◆ Exercise objective ◆
Among the lines of the records, find all that carry the word "every" and copy them.

Stored records
□ □ □ □ □ □ □
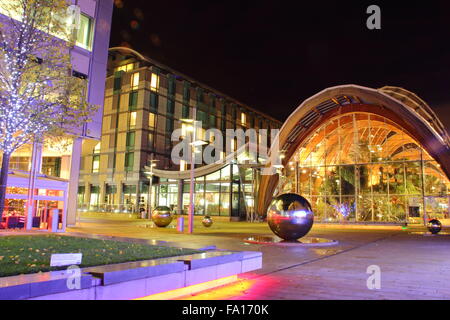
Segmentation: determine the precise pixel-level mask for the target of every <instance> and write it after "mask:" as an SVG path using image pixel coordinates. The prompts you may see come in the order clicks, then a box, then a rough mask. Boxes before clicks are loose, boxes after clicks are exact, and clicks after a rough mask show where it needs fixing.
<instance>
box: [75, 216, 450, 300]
mask: <svg viewBox="0 0 450 320" xmlns="http://www.w3.org/2000/svg"><path fill="white" fill-rule="evenodd" d="M195 222H196V223H195V229H194V234H193V235H188V234H180V233H179V232H178V231H177V230H176V229H175V228H173V227H172V228H166V229H161V228H154V227H151V226H152V225H153V224H152V223H151V222H150V221H148V220H142V219H132V218H127V217H111V216H90V217H83V218H82V219H81V223H80V224H79V225H78V226H77V227H74V228H70V229H69V230H68V231H69V232H72V233H75V234H96V235H107V236H114V237H126V238H136V239H149V240H158V241H165V242H167V245H173V246H179V247H186V248H205V247H209V246H216V247H217V248H218V249H227V250H241V251H243V250H246V251H261V252H262V253H263V268H262V269H260V270H258V271H257V272H253V273H248V274H244V275H242V276H241V279H242V280H241V281H240V282H238V283H235V284H231V285H228V286H225V287H221V288H218V289H214V290H209V291H206V292H203V293H200V294H197V295H195V296H189V297H186V299H221V300H223V299H263V300H264V299H277V300H278V299H283V300H284V299H450V235H445V234H442V235H437V236H424V235H422V234H416V233H412V232H413V231H418V230H416V229H414V228H407V229H405V230H402V228H401V227H392V226H391V227H368V226H361V227H355V226H348V225H335V226H328V225H326V226H324V225H315V226H314V227H313V229H312V231H311V232H310V233H309V234H308V236H311V237H323V238H327V239H333V240H337V241H339V243H338V244H337V245H334V246H317V247H309V246H292V245H291V246H274V245H260V244H247V243H245V242H244V241H243V240H244V238H246V237H248V236H252V235H267V236H270V235H271V231H270V229H269V228H268V226H267V225H266V224H265V223H247V222H233V223H230V222H227V221H226V220H221V219H219V218H216V219H215V223H214V225H213V226H212V227H211V228H205V227H203V226H202V225H201V223H200V220H196V221H195ZM173 224H174V225H175V222H173ZM419 229H420V228H419ZM140 241H142V240H140ZM371 265H376V266H379V267H380V270H381V288H380V289H373V290H369V289H368V287H367V279H368V277H369V276H370V274H368V273H367V268H368V267H369V266H371Z"/></svg>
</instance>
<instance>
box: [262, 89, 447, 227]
mask: <svg viewBox="0 0 450 320" xmlns="http://www.w3.org/2000/svg"><path fill="white" fill-rule="evenodd" d="M279 145H280V149H281V153H283V154H284V155H285V157H284V159H283V160H282V162H283V166H284V169H283V174H282V175H281V180H280V179H279V176H278V175H274V176H262V177H261V184H260V186H259V190H260V192H259V194H258V197H257V212H258V213H259V214H261V215H264V214H265V212H266V210H267V207H268V205H269V203H270V201H271V198H272V195H273V194H277V193H284V192H296V193H299V194H301V195H303V196H304V197H306V198H307V199H308V200H309V201H310V203H311V204H312V206H313V210H314V211H315V216H316V220H319V221H330V222H331V221H334V222H339V221H353V222H363V223H364V222H371V223H374V222H397V223H405V222H408V223H422V222H423V221H426V220H427V219H430V218H438V219H440V220H442V221H443V222H444V223H447V224H448V222H449V220H448V219H449V201H450V193H449V191H450V183H449V174H450V138H449V136H448V133H447V132H446V130H445V128H444V126H443V125H442V123H441V122H440V121H439V119H438V117H437V116H436V114H435V113H434V112H433V111H432V110H431V108H430V107H429V106H428V105H427V104H426V103H425V102H424V101H423V100H422V99H420V98H419V97H418V96H417V95H415V94H414V93H412V92H410V91H407V90H405V89H402V88H398V87H391V86H386V87H383V88H381V89H371V88H366V87H361V86H357V85H342V86H336V87H331V88H328V89H325V90H323V91H321V92H320V93H318V94H316V95H314V96H312V97H311V98H309V99H307V100H305V101H304V102H303V103H302V104H301V105H300V106H299V107H298V108H297V109H295V111H294V112H293V113H292V114H291V115H290V116H289V118H288V119H287V120H286V121H285V123H284V124H283V126H282V128H281V129H280V133H279ZM271 152H274V150H272V151H271Z"/></svg>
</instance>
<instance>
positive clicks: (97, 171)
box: [92, 155, 100, 173]
mask: <svg viewBox="0 0 450 320" xmlns="http://www.w3.org/2000/svg"><path fill="white" fill-rule="evenodd" d="M99 170H100V156H99V155H97V156H93V157H92V173H96V172H98V171H99Z"/></svg>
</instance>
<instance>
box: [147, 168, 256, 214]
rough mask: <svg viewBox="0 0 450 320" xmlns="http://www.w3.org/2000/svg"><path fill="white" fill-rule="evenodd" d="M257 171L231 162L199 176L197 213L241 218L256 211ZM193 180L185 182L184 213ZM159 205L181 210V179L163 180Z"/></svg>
mask: <svg viewBox="0 0 450 320" xmlns="http://www.w3.org/2000/svg"><path fill="white" fill-rule="evenodd" d="M252 186H253V170H252V169H239V168H238V166H237V165H235V164H230V165H227V166H225V167H224V168H222V169H220V170H218V171H216V172H213V173H211V174H209V175H206V176H203V177H197V178H195V197H194V202H195V210H194V214H195V215H211V216H227V217H229V216H232V217H236V218H239V219H245V217H246V216H247V215H248V214H249V213H251V212H252V211H253V202H254V193H253V187H252ZM189 187H190V180H188V179H187V180H184V181H183V190H182V191H183V195H182V197H183V213H185V214H187V212H188V209H189ZM156 201H157V203H156V205H164V206H168V207H171V208H172V209H174V210H176V209H177V203H178V181H177V180H165V179H161V181H160V182H159V185H158V186H157V197H156Z"/></svg>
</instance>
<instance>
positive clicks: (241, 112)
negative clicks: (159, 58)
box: [114, 63, 263, 127]
mask: <svg viewBox="0 0 450 320" xmlns="http://www.w3.org/2000/svg"><path fill="white" fill-rule="evenodd" d="M132 68H134V64H133V63H131V64H127V65H124V66H121V67H118V68H117V69H116V71H125V72H128V71H130V70H132ZM139 81H140V74H139V72H135V73H133V74H132V75H131V83H130V87H131V89H132V90H137V89H138V88H139ZM169 87H170V86H169ZM120 88H121V78H120V77H117V78H115V82H114V91H116V90H120ZM150 89H151V90H152V91H155V92H157V91H158V89H159V75H157V74H155V73H152V74H151V81H150ZM168 92H169V97H168V99H167V113H169V114H174V111H175V100H174V97H173V94H174V92H175V91H174V89H172V90H168ZM186 92H189V91H188V90H187V91H186ZM137 94H138V92H137V91H134V92H131V93H130V98H129V99H130V104H129V105H130V107H136V106H137ZM183 100H187V101H189V97H188V98H187V99H183ZM150 106H151V107H153V108H155V109H157V108H158V96H157V95H156V94H154V93H152V94H151V97H150ZM214 111H216V110H214ZM182 114H183V115H182V116H183V118H188V117H189V106H187V105H183V110H182ZM222 114H223V115H225V114H226V108H222ZM215 118H216V117H215V115H210V116H209V119H208V116H207V113H206V112H204V111H202V110H198V112H197V120H200V121H202V122H203V123H208V122H209V123H211V122H214V123H215ZM248 118H249V117H248V114H247V113H245V112H243V111H242V112H241V113H240V116H239V115H238V113H237V112H236V108H234V109H233V119H236V120H239V121H240V124H241V125H243V126H251V127H254V126H255V118H254V117H251V118H250V121H248V120H249V119H248ZM258 125H259V126H260V127H262V125H263V121H262V120H259V123H258Z"/></svg>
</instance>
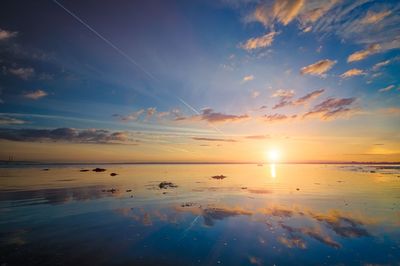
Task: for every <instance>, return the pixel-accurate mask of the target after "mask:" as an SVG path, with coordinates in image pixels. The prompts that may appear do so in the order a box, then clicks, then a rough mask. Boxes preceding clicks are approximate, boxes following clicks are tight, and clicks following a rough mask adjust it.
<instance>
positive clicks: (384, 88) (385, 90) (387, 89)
mask: <svg viewBox="0 0 400 266" xmlns="http://www.w3.org/2000/svg"><path fill="white" fill-rule="evenodd" d="M394 87H395V86H394V85H389V86H387V87H385V88H382V89H379V90H378V92H387V91H390V90H392V89H393V88H394Z"/></svg>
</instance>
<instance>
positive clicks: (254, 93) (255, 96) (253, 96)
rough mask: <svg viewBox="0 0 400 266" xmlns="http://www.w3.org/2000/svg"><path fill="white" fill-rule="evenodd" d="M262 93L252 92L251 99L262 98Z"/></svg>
mask: <svg viewBox="0 0 400 266" xmlns="http://www.w3.org/2000/svg"><path fill="white" fill-rule="evenodd" d="M260 94H261V93H260V92H259V91H257V90H253V91H252V92H251V98H257V97H258V96H260Z"/></svg>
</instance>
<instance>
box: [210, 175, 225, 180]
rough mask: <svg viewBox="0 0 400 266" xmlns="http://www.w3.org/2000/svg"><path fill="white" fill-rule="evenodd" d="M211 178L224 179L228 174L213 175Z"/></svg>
mask: <svg viewBox="0 0 400 266" xmlns="http://www.w3.org/2000/svg"><path fill="white" fill-rule="evenodd" d="M211 178H214V179H224V178H226V176H224V175H215V176H212V177H211Z"/></svg>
□ □ □ □ □ □ □
◆ Answer to this problem ◆
Segmentation: determine the precise pixel-level mask for the target of every <instance> and write it after "mask:" as an SVG path using image pixel coordinates. The prompts you may see come in the order clicks, then a box, then a rough mask. Boxes before clicks are loose, boxes after clicks are exact, and clicks after a rough mask show where it needs fixing.
Task: for every <instance>, return the pixel-accurate mask of the target after "mask:" as an SVG path, with coordinates in image pixels. The prompts that may appear do so in the order a box, then clicks, then a rough mask. Boxes preceding clicks are approximate, boxes following clicks are tight, and clicks following a rough mask adjust it.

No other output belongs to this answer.